Goal
Retype exactly the lines from the one containing "Locate the blue sandal, placing" through the last line of the records below, including both, and leave out any pictures.

---- Supplied records

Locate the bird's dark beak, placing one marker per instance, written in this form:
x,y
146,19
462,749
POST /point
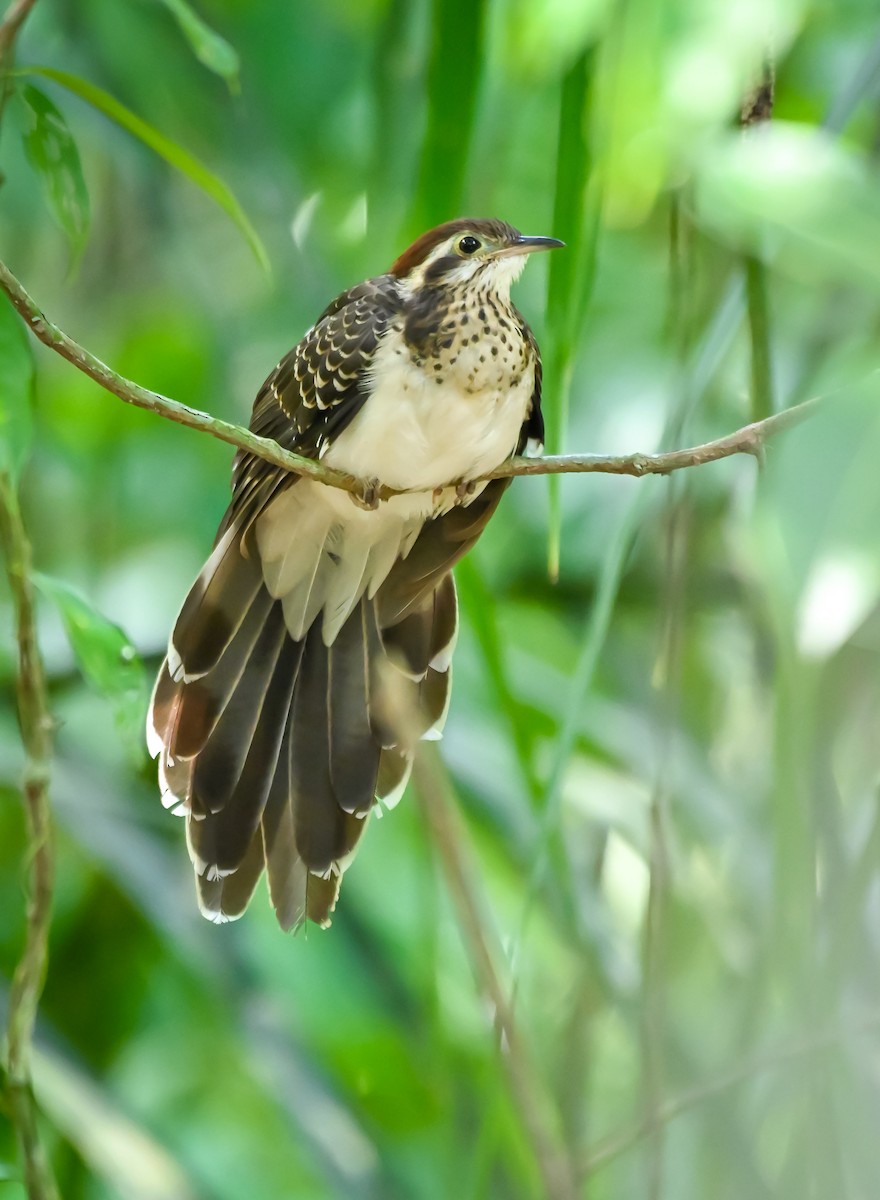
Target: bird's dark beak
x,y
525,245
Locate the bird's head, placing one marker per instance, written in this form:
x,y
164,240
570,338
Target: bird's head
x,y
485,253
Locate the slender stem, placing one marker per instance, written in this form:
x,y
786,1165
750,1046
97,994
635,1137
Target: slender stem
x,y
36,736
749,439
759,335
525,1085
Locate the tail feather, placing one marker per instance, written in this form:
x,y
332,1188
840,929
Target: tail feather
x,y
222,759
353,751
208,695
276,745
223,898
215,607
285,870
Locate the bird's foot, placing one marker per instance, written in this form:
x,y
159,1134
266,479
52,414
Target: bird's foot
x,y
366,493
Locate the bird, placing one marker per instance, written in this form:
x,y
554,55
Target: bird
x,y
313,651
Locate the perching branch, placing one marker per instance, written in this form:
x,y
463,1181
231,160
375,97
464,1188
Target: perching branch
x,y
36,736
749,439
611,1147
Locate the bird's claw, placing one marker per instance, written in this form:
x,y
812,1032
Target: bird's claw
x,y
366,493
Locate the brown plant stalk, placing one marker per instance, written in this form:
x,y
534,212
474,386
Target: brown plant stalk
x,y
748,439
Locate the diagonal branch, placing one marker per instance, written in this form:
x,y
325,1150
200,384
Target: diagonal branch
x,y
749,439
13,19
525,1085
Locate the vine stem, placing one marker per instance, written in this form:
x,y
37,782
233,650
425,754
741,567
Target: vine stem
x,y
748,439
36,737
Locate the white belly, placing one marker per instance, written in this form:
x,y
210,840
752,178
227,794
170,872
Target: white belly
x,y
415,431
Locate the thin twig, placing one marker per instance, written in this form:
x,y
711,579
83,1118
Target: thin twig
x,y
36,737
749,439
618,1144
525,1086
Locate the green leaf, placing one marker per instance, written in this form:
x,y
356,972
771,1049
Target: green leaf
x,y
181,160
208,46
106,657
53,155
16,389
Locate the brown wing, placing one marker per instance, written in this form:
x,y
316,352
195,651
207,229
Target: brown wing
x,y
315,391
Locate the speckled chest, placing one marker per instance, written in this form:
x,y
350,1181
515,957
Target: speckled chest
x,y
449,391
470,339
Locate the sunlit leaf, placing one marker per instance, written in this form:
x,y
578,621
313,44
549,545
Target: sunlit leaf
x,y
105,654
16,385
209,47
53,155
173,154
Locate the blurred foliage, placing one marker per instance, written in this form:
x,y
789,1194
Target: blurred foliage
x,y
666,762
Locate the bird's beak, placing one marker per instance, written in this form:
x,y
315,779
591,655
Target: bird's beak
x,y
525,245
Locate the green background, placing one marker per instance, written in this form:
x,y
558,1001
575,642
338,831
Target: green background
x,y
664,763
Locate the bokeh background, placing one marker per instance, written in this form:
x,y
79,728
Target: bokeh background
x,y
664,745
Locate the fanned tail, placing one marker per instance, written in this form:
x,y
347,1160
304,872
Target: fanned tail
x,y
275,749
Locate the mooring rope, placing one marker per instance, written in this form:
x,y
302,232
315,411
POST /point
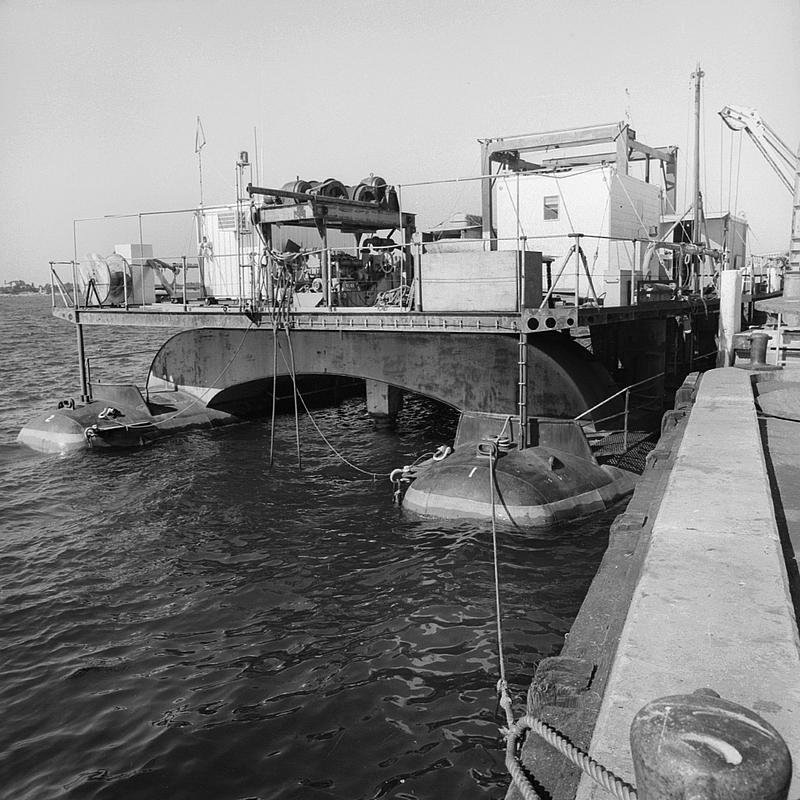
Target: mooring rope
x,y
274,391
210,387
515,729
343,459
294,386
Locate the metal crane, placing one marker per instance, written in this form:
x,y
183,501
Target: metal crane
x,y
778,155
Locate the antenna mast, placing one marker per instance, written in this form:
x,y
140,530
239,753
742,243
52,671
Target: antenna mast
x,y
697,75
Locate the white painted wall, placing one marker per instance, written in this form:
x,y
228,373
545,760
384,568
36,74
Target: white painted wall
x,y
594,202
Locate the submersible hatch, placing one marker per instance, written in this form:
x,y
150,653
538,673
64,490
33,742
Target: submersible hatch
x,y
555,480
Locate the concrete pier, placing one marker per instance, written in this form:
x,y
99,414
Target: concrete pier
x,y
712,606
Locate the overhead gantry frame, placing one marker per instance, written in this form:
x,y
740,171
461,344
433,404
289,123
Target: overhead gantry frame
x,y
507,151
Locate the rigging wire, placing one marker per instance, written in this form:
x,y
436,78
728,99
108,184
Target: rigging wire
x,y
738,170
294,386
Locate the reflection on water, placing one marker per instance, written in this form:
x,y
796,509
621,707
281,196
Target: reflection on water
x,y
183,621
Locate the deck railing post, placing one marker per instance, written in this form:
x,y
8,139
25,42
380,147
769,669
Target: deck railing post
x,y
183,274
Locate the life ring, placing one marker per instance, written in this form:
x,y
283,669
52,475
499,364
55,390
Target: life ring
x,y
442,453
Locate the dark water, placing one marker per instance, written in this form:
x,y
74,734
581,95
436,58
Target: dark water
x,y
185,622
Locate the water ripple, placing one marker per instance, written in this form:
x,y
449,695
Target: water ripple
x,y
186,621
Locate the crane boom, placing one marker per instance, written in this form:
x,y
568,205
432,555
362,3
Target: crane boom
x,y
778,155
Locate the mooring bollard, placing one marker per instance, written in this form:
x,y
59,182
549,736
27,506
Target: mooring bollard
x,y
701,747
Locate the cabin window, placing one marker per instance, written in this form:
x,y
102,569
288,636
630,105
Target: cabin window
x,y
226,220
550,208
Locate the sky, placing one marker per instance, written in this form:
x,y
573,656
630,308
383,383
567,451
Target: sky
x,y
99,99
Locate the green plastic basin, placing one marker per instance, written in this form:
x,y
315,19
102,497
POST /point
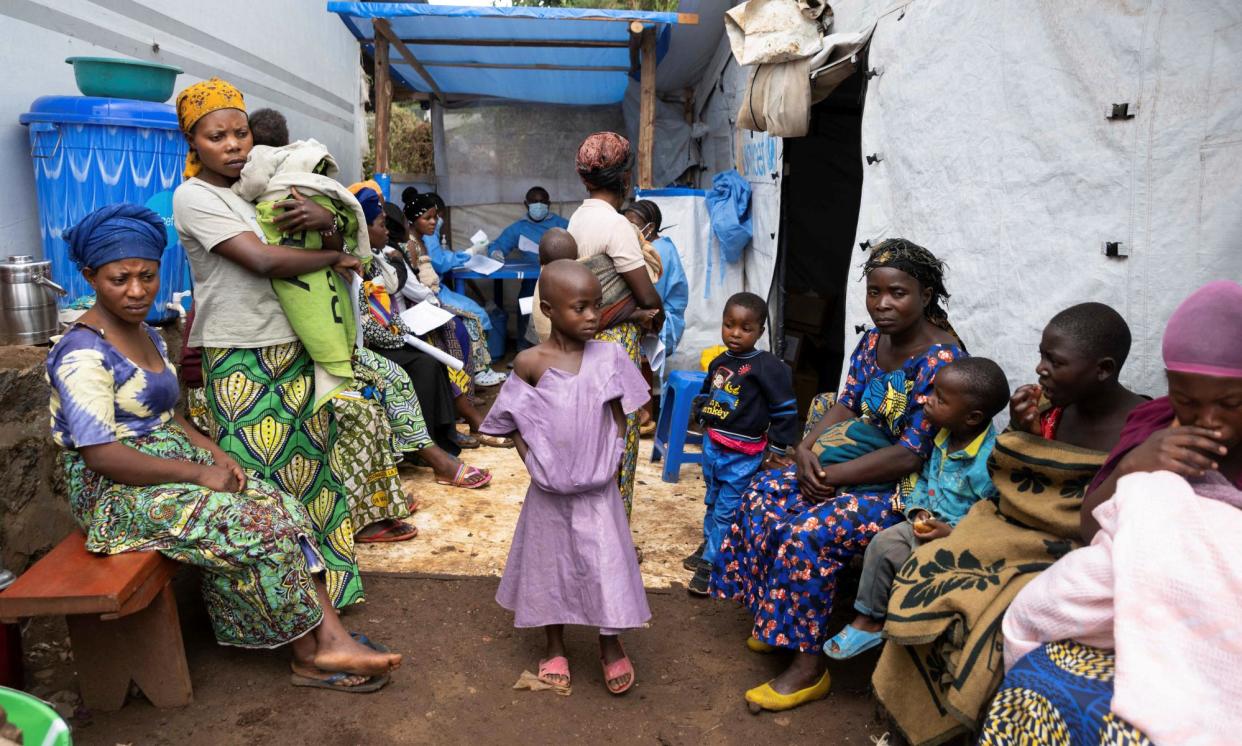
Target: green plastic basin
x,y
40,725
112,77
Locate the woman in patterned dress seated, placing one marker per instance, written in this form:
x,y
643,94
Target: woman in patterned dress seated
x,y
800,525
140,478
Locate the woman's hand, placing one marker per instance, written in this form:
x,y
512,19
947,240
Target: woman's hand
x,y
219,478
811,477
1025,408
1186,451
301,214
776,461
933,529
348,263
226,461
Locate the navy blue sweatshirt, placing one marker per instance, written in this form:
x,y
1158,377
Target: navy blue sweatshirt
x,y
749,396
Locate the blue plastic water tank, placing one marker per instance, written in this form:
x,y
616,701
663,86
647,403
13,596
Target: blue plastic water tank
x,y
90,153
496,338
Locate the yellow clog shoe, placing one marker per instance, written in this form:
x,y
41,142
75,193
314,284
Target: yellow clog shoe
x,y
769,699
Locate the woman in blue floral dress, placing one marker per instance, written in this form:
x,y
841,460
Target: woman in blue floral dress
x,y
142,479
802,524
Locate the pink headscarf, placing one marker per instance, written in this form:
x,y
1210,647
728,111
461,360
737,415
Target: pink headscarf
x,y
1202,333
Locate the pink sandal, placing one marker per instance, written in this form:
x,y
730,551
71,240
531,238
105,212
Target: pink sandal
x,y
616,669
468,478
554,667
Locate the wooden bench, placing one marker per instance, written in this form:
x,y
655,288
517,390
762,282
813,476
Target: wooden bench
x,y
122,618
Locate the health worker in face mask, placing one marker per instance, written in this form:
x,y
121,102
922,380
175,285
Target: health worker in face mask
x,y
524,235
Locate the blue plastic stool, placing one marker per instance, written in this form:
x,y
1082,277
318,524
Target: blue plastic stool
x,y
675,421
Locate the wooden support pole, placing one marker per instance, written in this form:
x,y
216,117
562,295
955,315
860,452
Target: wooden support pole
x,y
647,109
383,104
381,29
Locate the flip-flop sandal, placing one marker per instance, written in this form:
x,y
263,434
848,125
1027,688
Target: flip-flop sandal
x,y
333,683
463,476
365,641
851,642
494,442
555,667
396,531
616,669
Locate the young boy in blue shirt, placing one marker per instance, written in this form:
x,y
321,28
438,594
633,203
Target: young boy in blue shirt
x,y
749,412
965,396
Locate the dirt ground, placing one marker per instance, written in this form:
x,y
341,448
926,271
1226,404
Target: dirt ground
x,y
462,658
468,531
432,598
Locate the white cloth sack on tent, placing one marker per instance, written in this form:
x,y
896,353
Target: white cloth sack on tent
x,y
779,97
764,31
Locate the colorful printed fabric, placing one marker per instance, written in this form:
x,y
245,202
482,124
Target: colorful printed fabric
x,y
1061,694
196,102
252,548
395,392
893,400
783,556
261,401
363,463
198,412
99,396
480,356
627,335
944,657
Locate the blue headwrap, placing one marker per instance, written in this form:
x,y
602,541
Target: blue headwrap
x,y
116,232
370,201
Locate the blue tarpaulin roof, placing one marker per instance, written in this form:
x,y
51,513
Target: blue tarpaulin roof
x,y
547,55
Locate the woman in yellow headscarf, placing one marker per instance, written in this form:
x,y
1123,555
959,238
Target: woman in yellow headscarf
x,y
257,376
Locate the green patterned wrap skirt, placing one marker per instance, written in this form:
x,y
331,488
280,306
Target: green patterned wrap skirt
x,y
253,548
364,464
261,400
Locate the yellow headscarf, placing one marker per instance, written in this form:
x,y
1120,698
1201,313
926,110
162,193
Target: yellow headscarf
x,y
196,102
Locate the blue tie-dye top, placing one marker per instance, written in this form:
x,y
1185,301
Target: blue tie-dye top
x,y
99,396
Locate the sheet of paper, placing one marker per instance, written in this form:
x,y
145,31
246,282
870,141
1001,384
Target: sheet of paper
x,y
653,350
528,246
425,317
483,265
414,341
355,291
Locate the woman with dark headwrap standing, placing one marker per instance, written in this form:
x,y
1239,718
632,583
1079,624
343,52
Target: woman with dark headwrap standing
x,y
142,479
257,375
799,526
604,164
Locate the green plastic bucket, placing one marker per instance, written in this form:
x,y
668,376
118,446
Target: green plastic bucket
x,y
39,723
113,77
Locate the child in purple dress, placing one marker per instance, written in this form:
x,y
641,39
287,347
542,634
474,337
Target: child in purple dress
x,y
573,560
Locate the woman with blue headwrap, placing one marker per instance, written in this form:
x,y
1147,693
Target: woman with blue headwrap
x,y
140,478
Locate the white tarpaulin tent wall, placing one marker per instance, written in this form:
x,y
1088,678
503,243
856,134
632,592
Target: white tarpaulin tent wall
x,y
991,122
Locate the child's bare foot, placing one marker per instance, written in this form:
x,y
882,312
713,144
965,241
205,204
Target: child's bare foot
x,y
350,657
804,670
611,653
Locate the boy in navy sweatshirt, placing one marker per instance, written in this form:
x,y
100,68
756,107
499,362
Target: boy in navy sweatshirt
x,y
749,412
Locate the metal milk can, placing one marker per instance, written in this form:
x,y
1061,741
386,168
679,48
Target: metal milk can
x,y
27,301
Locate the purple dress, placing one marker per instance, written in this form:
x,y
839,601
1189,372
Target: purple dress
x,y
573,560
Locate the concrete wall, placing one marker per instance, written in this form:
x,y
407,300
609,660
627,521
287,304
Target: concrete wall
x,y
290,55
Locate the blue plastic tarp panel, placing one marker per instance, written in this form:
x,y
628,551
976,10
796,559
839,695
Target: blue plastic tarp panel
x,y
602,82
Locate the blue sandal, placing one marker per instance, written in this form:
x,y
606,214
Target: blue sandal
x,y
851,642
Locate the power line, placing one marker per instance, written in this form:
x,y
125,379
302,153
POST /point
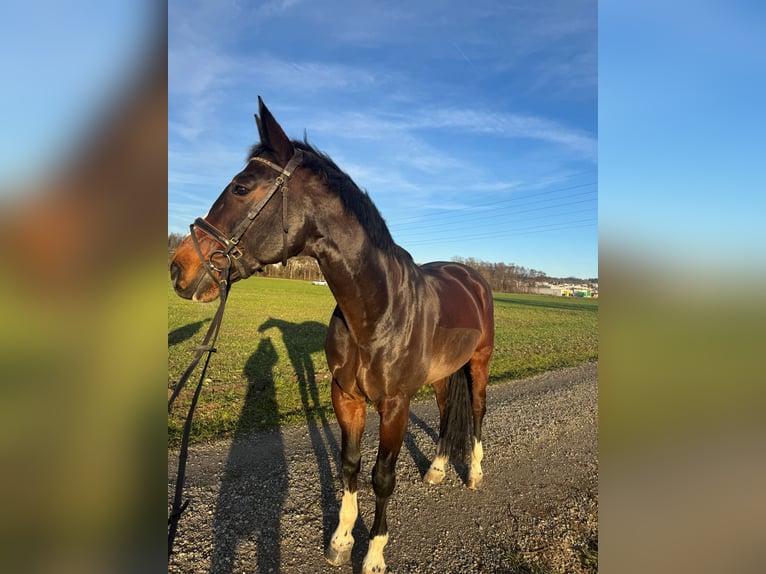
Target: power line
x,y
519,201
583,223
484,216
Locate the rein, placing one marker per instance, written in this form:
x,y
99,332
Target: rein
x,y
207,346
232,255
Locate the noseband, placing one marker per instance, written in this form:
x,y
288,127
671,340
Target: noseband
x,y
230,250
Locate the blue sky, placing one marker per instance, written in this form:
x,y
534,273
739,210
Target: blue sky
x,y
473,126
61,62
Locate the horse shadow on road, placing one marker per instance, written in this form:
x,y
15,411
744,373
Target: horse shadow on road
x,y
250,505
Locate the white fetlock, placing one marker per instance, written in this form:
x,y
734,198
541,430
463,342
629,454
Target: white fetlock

--------

Result of the exercise
Locate the blue sandal, placing one marker per instance, written in this form:
x,y
606,214
Target: blue sandal
x,y
851,642
Locate the power line, placing one marker per instance, written in this form:
x,y
125,379
302,153
POST /point
Target: power line
x,y
519,201
583,223
484,216
Locate the rein, placing one marker per instance, written in this form:
x,y
99,332
Target: rein
x,y
207,346
232,255
Locate the noseband, placing one marker per instance, written in this form:
x,y
288,127
671,340
Target: noseband
x,y
230,250
Locate the blue sky, placing one marker per instance, written in this form:
x,y
534,273
739,210
Target: blue sky
x,y
473,126
61,62
Locate the horse shadow on road, placing one marker per instance, written in this form:
x,y
15,411
744,373
Target: horse shadow on road
x,y
250,505
Locate the white fetlock, placing one marker per instance, written in this form:
x,y
734,198
541,430
463,342
629,454
Target: white fetlock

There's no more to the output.